### Your instructions
Wherever a line of the records contains "shirt", copy that line.

### Listed records
•••••
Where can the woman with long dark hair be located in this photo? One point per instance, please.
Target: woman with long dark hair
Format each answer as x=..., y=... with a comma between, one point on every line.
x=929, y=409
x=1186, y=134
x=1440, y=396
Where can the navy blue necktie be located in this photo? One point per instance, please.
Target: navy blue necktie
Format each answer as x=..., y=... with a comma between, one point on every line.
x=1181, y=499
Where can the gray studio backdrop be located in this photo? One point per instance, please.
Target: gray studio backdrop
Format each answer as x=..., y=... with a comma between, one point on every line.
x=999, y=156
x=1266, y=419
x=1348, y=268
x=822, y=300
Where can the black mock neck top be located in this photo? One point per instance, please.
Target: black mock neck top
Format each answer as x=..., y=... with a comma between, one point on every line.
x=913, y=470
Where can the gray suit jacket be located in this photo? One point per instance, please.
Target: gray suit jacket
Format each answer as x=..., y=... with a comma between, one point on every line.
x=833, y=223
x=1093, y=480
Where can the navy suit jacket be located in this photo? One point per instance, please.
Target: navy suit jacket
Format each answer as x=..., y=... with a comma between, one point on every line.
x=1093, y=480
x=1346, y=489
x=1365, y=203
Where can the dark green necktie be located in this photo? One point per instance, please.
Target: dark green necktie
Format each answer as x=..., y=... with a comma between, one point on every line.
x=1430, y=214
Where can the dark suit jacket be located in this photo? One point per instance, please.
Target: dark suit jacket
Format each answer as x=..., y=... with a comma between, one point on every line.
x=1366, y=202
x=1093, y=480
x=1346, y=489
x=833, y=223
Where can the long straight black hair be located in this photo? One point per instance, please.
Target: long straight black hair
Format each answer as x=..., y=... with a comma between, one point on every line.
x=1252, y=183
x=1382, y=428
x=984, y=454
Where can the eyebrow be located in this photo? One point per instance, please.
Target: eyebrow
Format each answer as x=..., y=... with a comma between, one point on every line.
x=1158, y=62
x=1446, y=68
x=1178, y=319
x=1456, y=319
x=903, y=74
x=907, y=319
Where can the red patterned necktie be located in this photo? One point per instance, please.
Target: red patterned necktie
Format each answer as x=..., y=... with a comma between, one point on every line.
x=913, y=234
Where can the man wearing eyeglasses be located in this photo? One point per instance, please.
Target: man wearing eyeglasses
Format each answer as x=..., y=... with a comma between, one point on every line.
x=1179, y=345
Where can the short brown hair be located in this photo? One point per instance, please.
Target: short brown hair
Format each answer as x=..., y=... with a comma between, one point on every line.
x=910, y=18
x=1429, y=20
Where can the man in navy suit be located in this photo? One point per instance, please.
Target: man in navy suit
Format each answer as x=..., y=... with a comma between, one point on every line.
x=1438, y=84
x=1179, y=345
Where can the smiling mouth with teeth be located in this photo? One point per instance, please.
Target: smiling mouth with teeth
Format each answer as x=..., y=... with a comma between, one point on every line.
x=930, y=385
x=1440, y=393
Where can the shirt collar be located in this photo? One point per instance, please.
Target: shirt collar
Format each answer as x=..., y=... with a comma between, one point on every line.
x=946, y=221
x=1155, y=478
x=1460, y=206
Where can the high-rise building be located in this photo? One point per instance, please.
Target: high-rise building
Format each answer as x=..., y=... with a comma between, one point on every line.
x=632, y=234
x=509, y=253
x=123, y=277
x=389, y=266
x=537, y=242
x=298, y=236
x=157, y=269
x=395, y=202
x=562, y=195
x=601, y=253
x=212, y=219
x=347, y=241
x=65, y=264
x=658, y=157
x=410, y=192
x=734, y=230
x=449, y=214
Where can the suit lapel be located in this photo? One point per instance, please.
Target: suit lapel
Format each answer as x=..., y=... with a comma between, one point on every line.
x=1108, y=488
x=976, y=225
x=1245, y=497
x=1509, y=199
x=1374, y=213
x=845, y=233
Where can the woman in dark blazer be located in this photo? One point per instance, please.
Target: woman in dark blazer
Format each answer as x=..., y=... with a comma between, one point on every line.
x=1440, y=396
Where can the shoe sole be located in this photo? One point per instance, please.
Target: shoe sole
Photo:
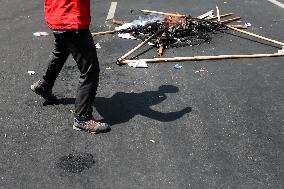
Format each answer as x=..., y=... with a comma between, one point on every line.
x=43, y=96
x=78, y=129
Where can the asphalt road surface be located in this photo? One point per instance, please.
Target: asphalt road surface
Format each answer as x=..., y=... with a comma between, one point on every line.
x=220, y=128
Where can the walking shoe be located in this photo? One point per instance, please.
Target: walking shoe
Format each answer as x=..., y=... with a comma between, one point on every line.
•••••
### Solution to this task
Where can the shirt collar be located in this photo? One point per instance, please.
Target: shirt collar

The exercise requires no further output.